Top of Input for this task

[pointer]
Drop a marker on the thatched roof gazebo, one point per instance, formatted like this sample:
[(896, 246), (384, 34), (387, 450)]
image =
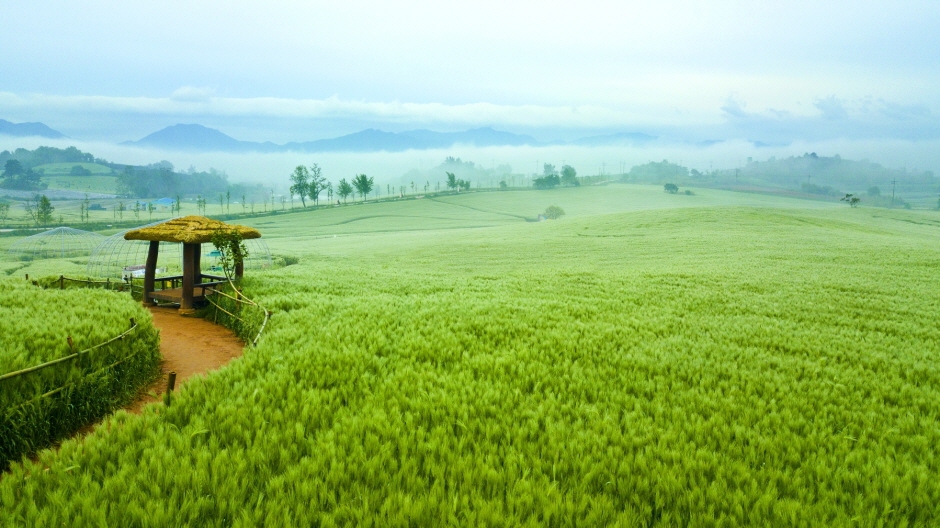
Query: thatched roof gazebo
[(192, 232)]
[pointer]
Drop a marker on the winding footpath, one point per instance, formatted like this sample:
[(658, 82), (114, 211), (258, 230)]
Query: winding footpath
[(189, 346)]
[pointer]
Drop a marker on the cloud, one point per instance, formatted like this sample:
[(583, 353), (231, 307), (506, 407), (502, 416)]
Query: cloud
[(831, 108), (200, 102), (192, 94), (836, 118)]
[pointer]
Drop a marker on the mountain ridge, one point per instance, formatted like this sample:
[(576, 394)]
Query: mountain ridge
[(195, 137), (8, 128)]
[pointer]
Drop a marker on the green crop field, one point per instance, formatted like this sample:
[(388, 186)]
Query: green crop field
[(40, 407), (722, 359)]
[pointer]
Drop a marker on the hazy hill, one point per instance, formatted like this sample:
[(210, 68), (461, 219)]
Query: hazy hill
[(28, 129), (198, 138), (201, 138)]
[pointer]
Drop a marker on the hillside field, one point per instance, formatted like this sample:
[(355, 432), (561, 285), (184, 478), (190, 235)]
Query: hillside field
[(722, 359)]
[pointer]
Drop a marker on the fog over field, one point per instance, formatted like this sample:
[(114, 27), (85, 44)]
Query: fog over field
[(493, 263), (273, 169)]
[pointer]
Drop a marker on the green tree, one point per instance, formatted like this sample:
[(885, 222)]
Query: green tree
[(569, 176), (363, 185), (317, 184), (553, 212), (344, 189), (300, 183), (549, 181), (232, 250), (44, 210)]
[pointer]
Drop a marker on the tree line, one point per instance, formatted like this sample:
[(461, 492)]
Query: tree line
[(308, 182)]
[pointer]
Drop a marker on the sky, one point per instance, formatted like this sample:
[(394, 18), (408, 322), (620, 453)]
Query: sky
[(774, 73)]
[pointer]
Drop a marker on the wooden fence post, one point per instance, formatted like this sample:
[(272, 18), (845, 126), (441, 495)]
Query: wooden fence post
[(170, 384)]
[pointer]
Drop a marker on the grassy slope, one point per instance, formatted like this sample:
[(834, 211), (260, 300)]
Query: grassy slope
[(742, 362)]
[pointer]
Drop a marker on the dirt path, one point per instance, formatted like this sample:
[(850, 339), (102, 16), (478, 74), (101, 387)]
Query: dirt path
[(190, 346)]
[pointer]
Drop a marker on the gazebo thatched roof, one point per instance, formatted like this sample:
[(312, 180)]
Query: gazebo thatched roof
[(188, 230)]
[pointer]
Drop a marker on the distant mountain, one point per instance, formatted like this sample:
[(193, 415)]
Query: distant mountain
[(28, 129), (374, 140), (200, 138), (623, 138)]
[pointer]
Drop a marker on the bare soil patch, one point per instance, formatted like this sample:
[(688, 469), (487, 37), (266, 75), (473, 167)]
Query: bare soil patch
[(189, 346)]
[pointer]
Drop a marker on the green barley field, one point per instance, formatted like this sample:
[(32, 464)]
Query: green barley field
[(721, 359)]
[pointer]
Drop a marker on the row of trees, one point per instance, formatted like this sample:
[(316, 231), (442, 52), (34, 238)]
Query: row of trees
[(14, 176), (308, 182), (551, 178)]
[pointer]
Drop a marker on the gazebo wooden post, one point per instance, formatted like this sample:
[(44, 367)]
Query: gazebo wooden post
[(240, 266), (197, 265), (150, 272), (189, 274)]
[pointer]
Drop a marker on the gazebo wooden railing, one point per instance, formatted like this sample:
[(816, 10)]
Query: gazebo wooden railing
[(192, 232), (174, 292)]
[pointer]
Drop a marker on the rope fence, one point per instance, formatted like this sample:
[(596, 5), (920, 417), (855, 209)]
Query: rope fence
[(73, 356), (240, 323), (240, 299)]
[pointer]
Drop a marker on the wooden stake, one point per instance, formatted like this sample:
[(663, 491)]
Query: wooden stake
[(170, 384)]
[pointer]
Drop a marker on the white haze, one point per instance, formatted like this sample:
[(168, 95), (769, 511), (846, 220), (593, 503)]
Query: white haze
[(272, 170)]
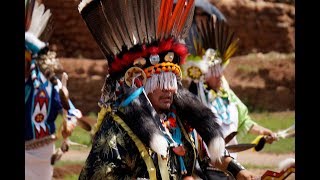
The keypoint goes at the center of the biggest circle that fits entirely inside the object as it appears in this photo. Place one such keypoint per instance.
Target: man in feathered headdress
(45, 95)
(212, 43)
(146, 115)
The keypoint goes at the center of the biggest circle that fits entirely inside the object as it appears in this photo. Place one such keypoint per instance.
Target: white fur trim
(159, 144)
(286, 163)
(34, 40)
(164, 80)
(216, 149)
(83, 4)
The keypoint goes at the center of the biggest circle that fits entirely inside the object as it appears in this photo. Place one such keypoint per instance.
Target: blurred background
(261, 73)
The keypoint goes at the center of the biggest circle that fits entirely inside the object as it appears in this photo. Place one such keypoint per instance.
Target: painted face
(214, 82)
(161, 100)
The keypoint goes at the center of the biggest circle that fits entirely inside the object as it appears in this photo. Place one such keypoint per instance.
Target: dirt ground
(263, 162)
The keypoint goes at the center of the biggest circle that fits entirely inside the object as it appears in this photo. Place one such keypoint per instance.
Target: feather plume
(227, 44)
(29, 4)
(187, 12)
(110, 9)
(126, 11)
(213, 33)
(39, 19)
(186, 28)
(94, 17)
(176, 15)
(48, 30)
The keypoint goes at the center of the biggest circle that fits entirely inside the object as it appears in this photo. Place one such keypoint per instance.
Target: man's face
(214, 82)
(161, 100)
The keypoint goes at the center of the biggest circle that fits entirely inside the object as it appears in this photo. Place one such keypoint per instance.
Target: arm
(236, 169)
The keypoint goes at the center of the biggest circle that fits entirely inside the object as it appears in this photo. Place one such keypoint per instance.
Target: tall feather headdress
(210, 42)
(38, 26)
(38, 29)
(141, 40)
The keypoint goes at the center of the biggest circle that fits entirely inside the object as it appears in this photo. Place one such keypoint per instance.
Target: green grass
(255, 166)
(274, 122)
(64, 163)
(71, 177)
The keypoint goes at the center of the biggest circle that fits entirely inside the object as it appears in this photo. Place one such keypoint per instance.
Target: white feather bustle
(159, 144)
(286, 163)
(34, 40)
(83, 4)
(164, 80)
(216, 149)
(40, 18)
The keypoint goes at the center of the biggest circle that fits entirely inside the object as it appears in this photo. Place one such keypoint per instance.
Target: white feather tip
(83, 4)
(159, 144)
(216, 149)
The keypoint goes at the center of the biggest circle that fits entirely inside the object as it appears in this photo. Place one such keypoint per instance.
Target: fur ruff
(144, 122)
(200, 117)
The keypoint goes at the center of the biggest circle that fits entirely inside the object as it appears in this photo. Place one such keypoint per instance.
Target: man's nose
(168, 91)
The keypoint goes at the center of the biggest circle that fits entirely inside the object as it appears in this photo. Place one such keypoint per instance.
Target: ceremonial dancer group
(45, 97)
(150, 125)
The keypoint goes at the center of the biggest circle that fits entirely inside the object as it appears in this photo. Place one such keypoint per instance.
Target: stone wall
(261, 84)
(71, 37)
(262, 26)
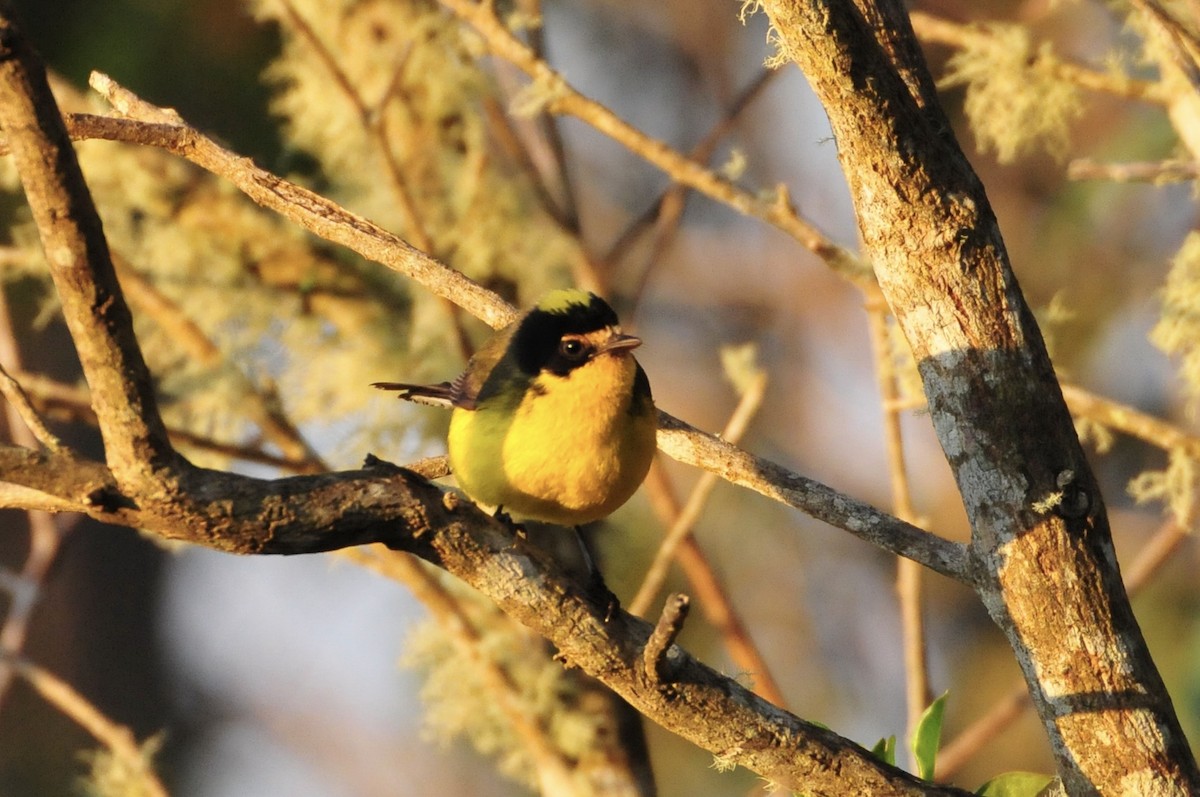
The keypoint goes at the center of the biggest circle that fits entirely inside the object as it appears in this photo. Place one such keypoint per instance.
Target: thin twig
(684, 521)
(1014, 702)
(118, 738)
(912, 621)
(552, 768)
(1129, 420)
(568, 213)
(45, 537)
(679, 544)
(19, 401)
(694, 447)
(1155, 172)
(676, 438)
(295, 203)
(563, 99)
(77, 256)
(665, 213)
(654, 657)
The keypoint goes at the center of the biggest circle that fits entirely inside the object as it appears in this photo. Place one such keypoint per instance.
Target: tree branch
(676, 438)
(136, 443)
(1041, 537)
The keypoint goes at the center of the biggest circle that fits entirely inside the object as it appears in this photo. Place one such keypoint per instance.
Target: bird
(553, 419)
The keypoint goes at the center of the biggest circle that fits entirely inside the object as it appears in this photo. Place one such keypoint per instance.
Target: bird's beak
(621, 342)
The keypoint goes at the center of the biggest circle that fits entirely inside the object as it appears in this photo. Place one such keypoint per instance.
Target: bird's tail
(435, 395)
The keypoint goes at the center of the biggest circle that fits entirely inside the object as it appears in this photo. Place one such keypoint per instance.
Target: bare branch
(563, 99)
(694, 447)
(77, 253)
(118, 738)
(677, 439)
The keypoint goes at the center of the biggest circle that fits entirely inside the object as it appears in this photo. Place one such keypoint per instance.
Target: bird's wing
(433, 395)
(468, 389)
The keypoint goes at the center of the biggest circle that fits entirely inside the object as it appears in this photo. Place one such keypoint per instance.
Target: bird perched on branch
(553, 418)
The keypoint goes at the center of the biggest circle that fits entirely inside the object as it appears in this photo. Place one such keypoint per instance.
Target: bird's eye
(573, 351)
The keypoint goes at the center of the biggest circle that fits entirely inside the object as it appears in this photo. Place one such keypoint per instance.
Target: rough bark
(1041, 541)
(144, 484)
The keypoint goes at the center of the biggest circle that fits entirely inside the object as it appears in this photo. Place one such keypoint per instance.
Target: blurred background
(271, 676)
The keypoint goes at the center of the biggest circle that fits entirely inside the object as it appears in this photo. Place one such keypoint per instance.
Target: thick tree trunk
(1041, 544)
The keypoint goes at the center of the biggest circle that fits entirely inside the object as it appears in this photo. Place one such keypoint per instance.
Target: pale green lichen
(1015, 101)
(115, 775)
(1177, 331)
(461, 702)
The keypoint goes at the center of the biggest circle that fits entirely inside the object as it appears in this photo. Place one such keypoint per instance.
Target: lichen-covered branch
(1041, 539)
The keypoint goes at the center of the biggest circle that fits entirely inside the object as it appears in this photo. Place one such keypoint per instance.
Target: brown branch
(677, 439)
(118, 738)
(1014, 702)
(684, 521)
(1155, 172)
(1047, 573)
(562, 99)
(310, 210)
(655, 655)
(690, 445)
(136, 443)
(316, 513)
(909, 592)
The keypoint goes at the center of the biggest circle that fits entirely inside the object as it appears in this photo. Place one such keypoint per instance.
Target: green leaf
(1015, 784)
(886, 749)
(928, 736)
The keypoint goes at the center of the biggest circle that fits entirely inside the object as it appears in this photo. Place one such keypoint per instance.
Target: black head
(549, 336)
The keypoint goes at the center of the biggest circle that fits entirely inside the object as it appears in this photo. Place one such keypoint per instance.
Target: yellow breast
(571, 451)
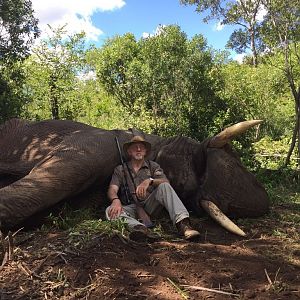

Bottom of Input for this task

What the task asks =>
Of the lines above, extract only those from the line with "[(834, 211), (260, 300)]" to the line with "Drop a marker on the green barley", both included, exactly as written.

Finished exercise =>
[(834, 211), (260, 300)]
Query: grassy slope
[(742, 362)]
[pointer]
Drop a marker on the dirt path, one point per instance, formatted like this sample:
[(850, 339), (102, 16), (478, 74), (101, 387)]
Query: dirt path
[(190, 346)]
[pointer]
Drop a marker on the gazebo thatched roof, one point per instance, formatted like this sample:
[(312, 180)]
Query: gazebo thatched roof
[(188, 230)]
[pointer]
Drop a marker on the distant mountain, one point per instance, formatted like this sample:
[(193, 415)]
Query: distant mountain
[(28, 129), (374, 140), (200, 138), (623, 138)]
[pointer]
Drop a marker on the bare soil patch, one point per instance, formatted like this sample:
[(688, 469), (487, 37), (266, 75), (473, 167)]
Query: bare soil patch
[(189, 346)]
[pointer]
Drop a marker on the green barley field, one point per instance, formatted like this sample:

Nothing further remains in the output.